AIM OF THE TASK: Return exactly the span of lines that opens with the line containing "of the icon" and closes with the last line of the data, inclusive.

Items listed in a dataset:
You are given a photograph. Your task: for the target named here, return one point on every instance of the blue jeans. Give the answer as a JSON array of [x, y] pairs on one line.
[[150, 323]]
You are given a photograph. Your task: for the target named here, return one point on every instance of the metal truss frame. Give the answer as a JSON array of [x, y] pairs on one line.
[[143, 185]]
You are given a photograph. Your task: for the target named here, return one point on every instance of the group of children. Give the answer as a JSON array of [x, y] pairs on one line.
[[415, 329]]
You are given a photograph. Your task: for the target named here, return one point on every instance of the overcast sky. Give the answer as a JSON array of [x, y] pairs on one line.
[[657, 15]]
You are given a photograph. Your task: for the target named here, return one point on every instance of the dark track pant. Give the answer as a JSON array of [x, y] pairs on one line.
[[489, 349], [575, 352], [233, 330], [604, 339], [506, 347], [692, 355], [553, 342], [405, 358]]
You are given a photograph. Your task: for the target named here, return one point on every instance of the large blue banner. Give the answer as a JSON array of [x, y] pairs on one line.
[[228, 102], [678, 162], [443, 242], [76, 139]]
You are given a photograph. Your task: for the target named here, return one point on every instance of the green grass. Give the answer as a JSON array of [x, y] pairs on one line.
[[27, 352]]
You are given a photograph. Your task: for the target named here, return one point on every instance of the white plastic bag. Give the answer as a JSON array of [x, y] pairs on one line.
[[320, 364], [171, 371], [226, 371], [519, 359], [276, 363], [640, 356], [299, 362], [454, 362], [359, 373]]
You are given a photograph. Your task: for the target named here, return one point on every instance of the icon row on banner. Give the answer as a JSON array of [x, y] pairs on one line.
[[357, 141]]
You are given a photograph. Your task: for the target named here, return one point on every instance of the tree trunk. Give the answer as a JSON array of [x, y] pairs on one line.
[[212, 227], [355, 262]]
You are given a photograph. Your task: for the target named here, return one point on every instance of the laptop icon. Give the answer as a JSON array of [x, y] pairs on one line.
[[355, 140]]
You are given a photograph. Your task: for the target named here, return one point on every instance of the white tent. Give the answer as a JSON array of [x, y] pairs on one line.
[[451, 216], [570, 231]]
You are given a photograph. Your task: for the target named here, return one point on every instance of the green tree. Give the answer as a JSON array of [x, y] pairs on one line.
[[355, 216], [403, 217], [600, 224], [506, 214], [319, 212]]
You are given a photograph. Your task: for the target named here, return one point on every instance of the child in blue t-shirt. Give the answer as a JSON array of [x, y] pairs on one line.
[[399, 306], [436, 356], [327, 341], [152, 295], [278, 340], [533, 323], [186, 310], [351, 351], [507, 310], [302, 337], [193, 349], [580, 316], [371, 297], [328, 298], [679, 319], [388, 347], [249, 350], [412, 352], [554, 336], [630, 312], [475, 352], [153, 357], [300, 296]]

ANSWER:
You are given a photograph. Your task: for the target named here, return one point on every instance of the icon row on banner. Give the answer as a JSON array of [x, y] pairs on one line.
[[357, 141]]
You are given a photograph. Your task: for the target named here, return one point on every instance of the tree trunk. Give the answer as a JSON array of [x, y] pairs on one line.
[[212, 227], [355, 262]]
You are given a photograph. Your task: for the target named here, return one point on every instance of the laptop icon. Give the answer as a JSON array of [x, y] pairs on one line.
[[355, 140]]
You are given a photograph. Your task: for the target named here, return one point on every instance of the white tent. Give the answer as a JSON array of [x, y] pairs on one line.
[[451, 216], [570, 231]]
You are given a photograph. Your task: for the target named here, return one point on every instance of the green tree. Give the answer as a JSON array of [x, y] pairs on one line.
[[355, 216], [403, 217], [600, 224], [506, 214], [319, 212]]
You are given a photograph. Your task: for the target named here, return one point on every instance of the child in blue t-shirt. Give the answer as a JSON array of [x, y] pairs on one line.
[[399, 306], [436, 356], [327, 341], [152, 295], [278, 340], [533, 323], [186, 310], [351, 351], [507, 310], [302, 337], [193, 349], [580, 316], [371, 297], [328, 298], [679, 319], [388, 347], [249, 350], [412, 352], [554, 336], [630, 312], [475, 352], [153, 357], [300, 296]]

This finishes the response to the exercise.